## Exercise details
Could you copy out the lines of the material below word for word, leaving out the pictures?

#### Records

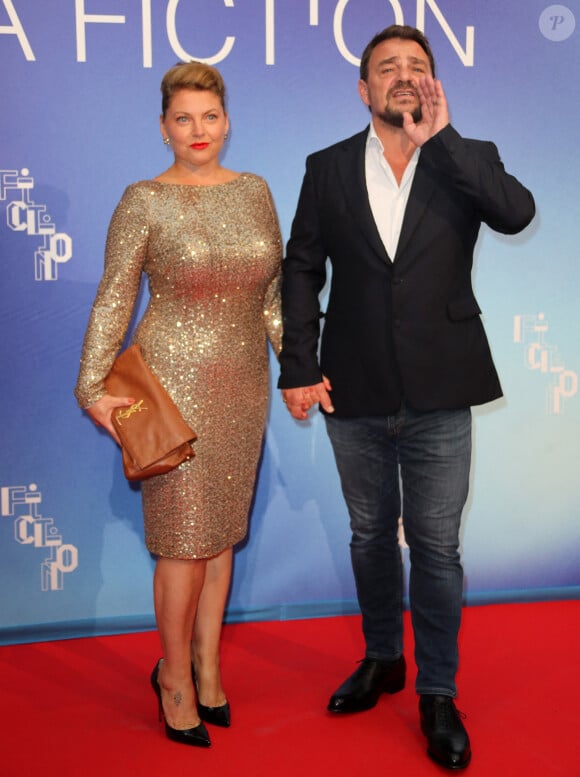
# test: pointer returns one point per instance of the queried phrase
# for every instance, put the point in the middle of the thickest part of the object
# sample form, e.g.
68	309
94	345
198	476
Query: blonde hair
196	76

########

## Correct answer
# test: pointer returns one point per instance of the queried phrase
# for every instance, put the point in the middle of the thickest part of the object
# sample form, e.g.
68	309
94	345
198	476
Query: blonde hair
196	76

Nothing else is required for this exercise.